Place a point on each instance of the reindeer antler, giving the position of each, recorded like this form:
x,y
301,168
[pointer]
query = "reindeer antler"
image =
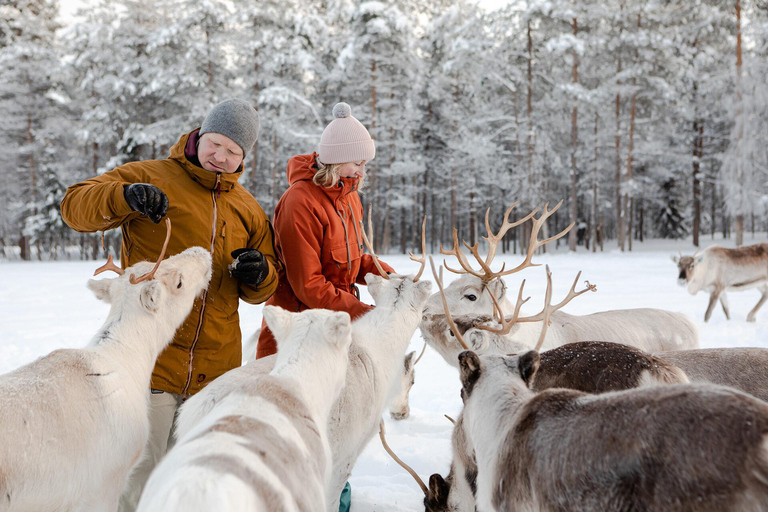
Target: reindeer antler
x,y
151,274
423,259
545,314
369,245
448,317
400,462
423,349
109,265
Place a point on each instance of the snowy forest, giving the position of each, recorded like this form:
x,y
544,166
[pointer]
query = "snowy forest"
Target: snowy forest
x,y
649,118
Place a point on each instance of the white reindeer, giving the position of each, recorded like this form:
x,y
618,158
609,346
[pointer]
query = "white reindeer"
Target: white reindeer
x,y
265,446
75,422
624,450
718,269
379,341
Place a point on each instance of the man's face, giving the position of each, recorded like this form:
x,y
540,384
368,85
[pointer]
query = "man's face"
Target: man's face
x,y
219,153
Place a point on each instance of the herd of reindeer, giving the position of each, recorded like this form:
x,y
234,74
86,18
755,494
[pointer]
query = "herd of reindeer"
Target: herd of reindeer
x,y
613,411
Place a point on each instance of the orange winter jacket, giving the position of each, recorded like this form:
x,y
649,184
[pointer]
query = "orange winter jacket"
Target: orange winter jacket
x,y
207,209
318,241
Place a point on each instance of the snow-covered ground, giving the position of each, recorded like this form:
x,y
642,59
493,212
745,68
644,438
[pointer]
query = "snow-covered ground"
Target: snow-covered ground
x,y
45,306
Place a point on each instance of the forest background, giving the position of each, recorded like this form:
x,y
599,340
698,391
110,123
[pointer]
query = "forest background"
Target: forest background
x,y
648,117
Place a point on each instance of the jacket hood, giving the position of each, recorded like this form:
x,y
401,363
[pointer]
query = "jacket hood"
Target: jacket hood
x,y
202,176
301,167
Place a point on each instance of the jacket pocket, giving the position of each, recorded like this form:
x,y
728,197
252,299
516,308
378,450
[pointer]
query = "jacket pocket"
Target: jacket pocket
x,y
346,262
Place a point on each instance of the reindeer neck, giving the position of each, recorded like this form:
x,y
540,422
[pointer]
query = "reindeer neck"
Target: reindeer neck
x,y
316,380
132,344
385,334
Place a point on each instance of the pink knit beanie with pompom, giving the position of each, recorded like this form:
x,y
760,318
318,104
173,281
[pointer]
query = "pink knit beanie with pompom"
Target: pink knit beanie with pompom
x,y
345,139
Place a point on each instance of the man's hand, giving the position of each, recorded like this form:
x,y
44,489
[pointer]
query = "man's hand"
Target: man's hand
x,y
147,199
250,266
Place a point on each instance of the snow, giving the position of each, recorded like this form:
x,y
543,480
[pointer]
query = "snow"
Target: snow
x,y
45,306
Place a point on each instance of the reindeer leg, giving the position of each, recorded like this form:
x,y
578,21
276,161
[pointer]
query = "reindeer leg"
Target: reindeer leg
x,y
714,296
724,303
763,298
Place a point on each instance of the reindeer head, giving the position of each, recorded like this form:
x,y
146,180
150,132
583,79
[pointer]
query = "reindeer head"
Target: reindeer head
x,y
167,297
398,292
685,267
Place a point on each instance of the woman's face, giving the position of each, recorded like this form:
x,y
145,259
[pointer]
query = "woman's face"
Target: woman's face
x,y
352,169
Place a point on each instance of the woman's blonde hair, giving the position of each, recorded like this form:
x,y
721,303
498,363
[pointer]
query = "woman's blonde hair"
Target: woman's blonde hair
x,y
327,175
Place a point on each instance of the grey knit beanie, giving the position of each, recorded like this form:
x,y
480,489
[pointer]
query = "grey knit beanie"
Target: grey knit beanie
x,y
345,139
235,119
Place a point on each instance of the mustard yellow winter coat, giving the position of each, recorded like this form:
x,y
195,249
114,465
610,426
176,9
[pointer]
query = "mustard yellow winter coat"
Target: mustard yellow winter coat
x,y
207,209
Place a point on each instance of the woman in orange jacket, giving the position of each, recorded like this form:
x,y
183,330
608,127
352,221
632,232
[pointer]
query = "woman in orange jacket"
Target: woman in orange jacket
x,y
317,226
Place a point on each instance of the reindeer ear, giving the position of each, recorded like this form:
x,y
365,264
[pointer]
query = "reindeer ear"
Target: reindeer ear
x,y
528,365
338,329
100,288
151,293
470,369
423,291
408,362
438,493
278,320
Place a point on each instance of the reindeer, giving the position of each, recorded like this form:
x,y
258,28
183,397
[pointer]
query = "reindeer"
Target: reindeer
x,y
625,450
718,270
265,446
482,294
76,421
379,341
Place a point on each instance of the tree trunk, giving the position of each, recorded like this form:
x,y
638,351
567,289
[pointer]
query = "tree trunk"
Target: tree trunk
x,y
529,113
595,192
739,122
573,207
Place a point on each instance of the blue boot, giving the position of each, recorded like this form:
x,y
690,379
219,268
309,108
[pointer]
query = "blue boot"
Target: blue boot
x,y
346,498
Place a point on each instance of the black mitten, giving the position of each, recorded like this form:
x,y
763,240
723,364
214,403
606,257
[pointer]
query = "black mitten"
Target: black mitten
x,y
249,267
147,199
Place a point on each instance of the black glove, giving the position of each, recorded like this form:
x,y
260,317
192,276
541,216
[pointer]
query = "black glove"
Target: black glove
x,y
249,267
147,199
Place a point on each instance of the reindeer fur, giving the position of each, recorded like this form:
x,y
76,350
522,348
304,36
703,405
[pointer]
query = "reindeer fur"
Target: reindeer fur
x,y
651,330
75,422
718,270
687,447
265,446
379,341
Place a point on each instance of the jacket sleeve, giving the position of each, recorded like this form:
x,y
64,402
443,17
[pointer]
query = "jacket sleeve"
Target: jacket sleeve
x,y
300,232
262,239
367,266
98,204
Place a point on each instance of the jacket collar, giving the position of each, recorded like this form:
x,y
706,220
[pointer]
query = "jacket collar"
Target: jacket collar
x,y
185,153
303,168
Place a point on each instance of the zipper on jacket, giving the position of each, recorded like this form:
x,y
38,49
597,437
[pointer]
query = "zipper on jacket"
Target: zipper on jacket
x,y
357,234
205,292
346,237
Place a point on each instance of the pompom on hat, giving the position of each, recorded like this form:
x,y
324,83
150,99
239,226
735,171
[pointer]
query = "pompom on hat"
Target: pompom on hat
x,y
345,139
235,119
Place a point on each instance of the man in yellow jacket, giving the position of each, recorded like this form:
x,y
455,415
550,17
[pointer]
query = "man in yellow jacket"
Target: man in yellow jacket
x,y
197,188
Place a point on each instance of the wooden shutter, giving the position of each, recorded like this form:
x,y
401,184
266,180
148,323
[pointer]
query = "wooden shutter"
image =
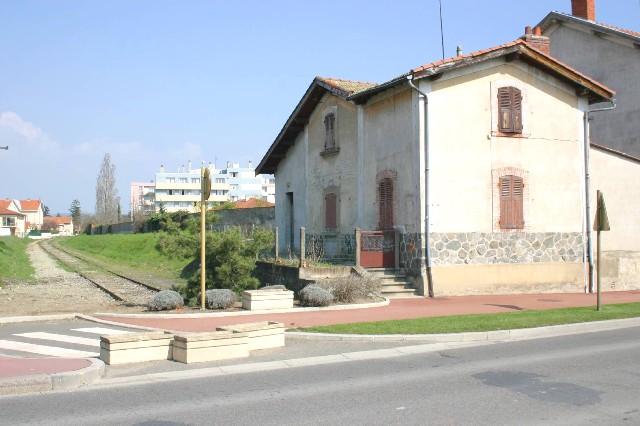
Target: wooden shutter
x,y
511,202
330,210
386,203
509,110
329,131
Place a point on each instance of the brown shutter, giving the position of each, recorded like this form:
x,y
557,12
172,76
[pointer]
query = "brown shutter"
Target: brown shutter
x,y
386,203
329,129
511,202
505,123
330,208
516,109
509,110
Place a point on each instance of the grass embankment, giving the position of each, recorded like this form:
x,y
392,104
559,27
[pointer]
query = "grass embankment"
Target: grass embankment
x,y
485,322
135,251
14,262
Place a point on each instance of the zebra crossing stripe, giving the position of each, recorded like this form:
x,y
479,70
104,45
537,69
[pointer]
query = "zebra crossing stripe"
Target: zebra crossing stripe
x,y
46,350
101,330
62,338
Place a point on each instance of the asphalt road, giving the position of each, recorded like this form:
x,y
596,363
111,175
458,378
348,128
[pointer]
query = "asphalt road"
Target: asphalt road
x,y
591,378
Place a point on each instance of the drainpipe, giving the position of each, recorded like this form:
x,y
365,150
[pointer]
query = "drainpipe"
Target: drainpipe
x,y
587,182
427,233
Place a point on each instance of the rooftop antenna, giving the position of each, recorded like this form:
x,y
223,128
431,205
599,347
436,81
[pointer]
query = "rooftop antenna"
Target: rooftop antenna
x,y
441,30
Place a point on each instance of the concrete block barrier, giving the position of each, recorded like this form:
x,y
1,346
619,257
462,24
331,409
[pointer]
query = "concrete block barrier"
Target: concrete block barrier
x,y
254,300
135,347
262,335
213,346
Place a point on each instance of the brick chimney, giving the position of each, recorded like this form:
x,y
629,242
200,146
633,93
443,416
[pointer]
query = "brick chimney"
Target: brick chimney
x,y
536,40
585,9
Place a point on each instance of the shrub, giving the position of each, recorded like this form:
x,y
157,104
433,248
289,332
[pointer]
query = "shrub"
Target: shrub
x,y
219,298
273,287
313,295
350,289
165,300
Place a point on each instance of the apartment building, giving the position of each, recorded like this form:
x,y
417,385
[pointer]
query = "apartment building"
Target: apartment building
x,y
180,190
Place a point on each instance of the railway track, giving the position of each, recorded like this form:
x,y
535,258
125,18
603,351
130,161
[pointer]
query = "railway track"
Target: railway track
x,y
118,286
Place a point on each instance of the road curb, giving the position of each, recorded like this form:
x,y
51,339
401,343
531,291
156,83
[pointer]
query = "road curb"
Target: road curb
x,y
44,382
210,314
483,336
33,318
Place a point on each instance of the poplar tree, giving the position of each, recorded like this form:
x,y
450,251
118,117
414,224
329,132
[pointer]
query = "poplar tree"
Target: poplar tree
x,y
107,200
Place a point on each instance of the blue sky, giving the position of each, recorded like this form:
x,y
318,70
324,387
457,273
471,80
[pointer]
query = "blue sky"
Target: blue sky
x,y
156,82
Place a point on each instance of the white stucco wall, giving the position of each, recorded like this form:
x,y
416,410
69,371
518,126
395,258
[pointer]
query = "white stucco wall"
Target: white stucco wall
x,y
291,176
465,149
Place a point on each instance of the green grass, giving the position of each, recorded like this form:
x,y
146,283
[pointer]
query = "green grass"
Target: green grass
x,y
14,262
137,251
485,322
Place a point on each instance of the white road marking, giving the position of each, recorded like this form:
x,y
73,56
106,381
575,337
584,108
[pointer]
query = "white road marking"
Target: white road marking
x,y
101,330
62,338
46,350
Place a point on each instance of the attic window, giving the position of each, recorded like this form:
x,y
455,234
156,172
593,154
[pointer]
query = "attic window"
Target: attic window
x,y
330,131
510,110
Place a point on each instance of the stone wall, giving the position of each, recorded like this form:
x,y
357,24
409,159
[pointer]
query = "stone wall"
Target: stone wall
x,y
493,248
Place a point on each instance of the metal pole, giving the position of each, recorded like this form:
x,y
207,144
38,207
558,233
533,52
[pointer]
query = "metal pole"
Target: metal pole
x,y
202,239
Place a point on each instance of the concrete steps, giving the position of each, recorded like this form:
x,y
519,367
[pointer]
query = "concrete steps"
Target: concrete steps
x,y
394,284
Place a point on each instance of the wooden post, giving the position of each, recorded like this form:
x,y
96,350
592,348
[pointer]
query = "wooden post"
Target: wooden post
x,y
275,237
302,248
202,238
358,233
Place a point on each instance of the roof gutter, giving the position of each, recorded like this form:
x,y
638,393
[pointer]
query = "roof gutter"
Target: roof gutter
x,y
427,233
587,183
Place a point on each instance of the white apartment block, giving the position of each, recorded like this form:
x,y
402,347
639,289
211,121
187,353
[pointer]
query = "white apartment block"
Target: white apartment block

_ _ _ _

Task description: Convert the material, from the line containing "Place a point on each instance of the concrete steps, giving" through the final line of the material, into a numbered list, skipping any blank lines.

Complete response:
1. Place a point on each instance of the concrete steps, giving the position of each, recorded like this form:
2. x,y
3. 519,367
4. [pointer]
5. query = "concrete steps"
6. Target: concrete steps
7. x,y
8. 394,284
9. Place a point on each instance of the wooden post, giving the position of each, recorded like this form:
10. x,y
11. 96,350
12. 592,348
13. [pointer]
14. query = "wooden post"
15. Target: wooden post
16. x,y
17. 275,237
18. 302,248
19. 202,238
20. 358,233
21. Place a point on each instance of the roof gutter, giving the position of each, recorded like this form:
22. x,y
23. 638,393
24. [pointer]
25. query = "roof gutter"
26. Target: roof gutter
27. x,y
28. 427,233
29. 587,183
30. Place a point on each instance of the white apartment block, giving the position of each, recorded like this form:
31. x,y
32. 402,347
33. 639,289
34. 211,121
35. 187,353
36. [pointer]
37. query = "white apartment block"
38. Target: white apartment block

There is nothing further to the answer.